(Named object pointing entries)
== == ==
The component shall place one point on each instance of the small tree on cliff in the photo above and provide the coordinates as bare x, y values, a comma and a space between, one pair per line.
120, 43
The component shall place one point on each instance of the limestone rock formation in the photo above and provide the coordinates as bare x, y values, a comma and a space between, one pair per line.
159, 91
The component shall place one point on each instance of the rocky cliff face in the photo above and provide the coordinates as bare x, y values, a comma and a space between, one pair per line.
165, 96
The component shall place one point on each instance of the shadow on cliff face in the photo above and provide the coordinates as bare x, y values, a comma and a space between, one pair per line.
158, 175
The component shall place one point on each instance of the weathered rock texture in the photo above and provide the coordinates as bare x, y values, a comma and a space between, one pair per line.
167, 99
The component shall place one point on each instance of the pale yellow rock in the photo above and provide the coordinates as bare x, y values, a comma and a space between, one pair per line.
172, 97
== == ==
Task objective
Rewrite the data above so that "a comma and a space between" becomes "separated by a comma and a space" everywhere it appears, changing nothing else.

Output
The component shall place one point on each instance of the small tree on cliff in the photo above and provide the coordinates as bare x, y values, separated by a comma and a space, one pair per line.
120, 43
The component shall place one point on each instance of the limestone rock formation in the photo above and provide the coordinates as bare x, y values, separated by a comma and a space, one pair per line.
159, 91
The component shall place one point on each instance of the rocky cliff face in the photo above and provide the coordinates as bare x, y values, separated by a comma and a space, one pair per line.
165, 96
The component shall place one point on each instance of the shadow on cliff face in the photo above and provide the coordinates as bare x, y values, separated by a comma and a space, one pair per line.
158, 175
The component shall place one point on each instance of the weathered rock texture in the photo above and provide the coordinates as bare x, y values, separated by a comma and a space, one pair per line.
167, 99
The component shall place one point on each instance of the pale yellow rock in the photo above and provide the coordinates as bare x, y values, separated by a comma and a space, one pair per line.
172, 97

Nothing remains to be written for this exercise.